• [Selected extract]:
○ ○ ○

# Vino is Home



## BFrancs (May 17, 2012)

After a LONG day – Vino is finally home. Poor little guy had a bit of an upset tummy at the start of our travels but it eventually passed. He was very quiet and mild manner in and out of the carrier. I was actually surprise I thought with all the noise and commotion at the airport he would be fussy, barking and whining but he wasn’t. He was a good little trooper; so brave! This morning he’s been drinking water, ate some of his food and playing with his “new” toys. I think he is going to be a toy-hoarder. LOL He grabs a toy, take it to bed, then go grabs another one and take it to the bed….. he’s a funny little guy.


----------



## BFrancs (May 17, 2012)

More Pix...he looks like a little rabbit in the carrier. Tomorrow he will be 10 weeks old. He weighs 4.9 oz.


----------



## Ruth4Havs (May 13, 2013)

Yay!! Congratulations!! Vino is adorable!!! I cannot believe he is ten weeks old and only 4.9 oz.!! Chester is eight pounds and only 9 weeks old! Looks like you're off to a pretty good start!! Good luck!!


----------



## andra (Aug 23, 2010)

Awwww, he is adorable! He looks so cute on the big pillow with the toys. 

Dionna loves toys and yes, she will take them to her crate and will play with them in there. And also all over the house.

Thank you for sharing!


----------



## misstray (Feb 6, 2011)

Congratulations! He's adorable!


----------



## morriscsps (Aug 17, 2010)

He is beautiful. I love his coloring. He has the same coloring that my grandparents' old border collie had. She was gorgeous.


----------



## whimsy (Apr 3, 2010)

congrats!! He is just the sweetest little thing ever! You are going to have so much fun watching all his puppy cuteness!!


----------



## Pucks104 (Aug 16, 2012)

Congratulations on Vino's arrival! Enjoy!


----------



## narci (Sep 6, 2011)

Very cute indeed!

Cuteness overload!

Elizabeth does have awesome havs.


----------



## TilliesMom (Sep 30, 2010)

Congratulations!!!! He's ADORABLE!


----------



## Kathie (Jul 31, 2008)

He is adorable! You are in for lots of fun!

○ ○ ○

• [Information given]:
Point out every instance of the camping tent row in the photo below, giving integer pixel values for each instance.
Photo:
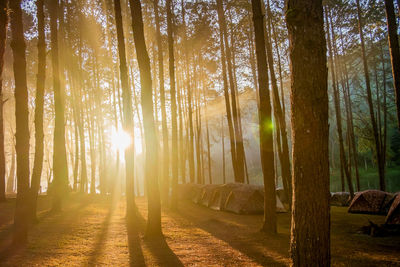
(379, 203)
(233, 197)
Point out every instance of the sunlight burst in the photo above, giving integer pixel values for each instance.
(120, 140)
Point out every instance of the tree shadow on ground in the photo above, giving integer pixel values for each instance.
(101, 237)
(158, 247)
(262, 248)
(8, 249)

○ ○ ○

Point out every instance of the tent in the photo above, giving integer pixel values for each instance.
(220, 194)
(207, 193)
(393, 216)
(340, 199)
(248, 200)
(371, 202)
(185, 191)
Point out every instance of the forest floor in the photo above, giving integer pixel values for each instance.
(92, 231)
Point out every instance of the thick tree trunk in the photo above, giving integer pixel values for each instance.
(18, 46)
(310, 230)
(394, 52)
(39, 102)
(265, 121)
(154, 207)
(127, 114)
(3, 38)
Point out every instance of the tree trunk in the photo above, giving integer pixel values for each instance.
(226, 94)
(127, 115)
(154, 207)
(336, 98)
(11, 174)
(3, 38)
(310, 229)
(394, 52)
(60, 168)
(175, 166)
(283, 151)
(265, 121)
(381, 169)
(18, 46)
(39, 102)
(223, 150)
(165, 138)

○ ○ ○

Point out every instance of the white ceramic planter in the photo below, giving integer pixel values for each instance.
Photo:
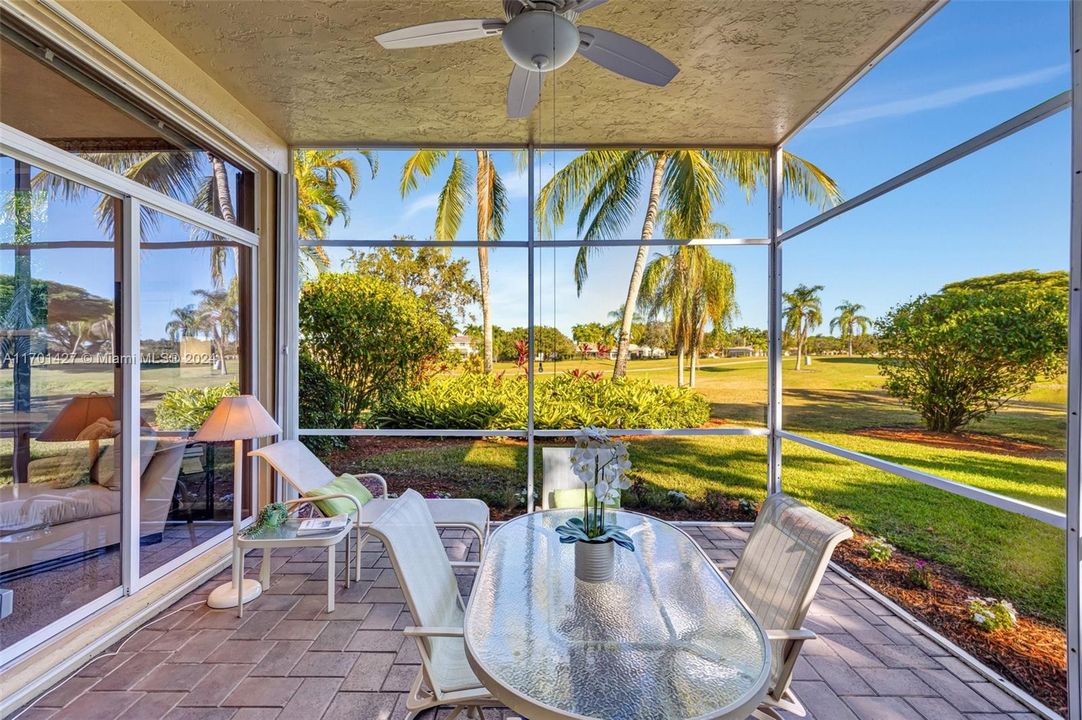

○ ○ ○

• [Direction A]:
Please rewrite the Vino thread starting with "Yay!! Congratulations!! Vino" and going on through "start!! Good luck!!", changing "Chester" to "Oliver".
• [Direction B]:
Summarize the Vino thread in two sentences.

• [Full response A]:
Yay!! Congratulations!! Vino is adorable!!! I cannot believe he is ten weeks old and only 4.9 oz.!! Oliver is eight pounds and only 9 weeks old! Looks like you're off to a pretty good start!! Good luck!!

• [Full response B]:
After a long day of travel, Vino got home quiet and brave, and by morning he was drinking water, eating some food, and carrying his toys one by one to bed. Nearly ten weeks old and weighing 4.9 oz., he drew congratulations from other members, many of whom called him adorable.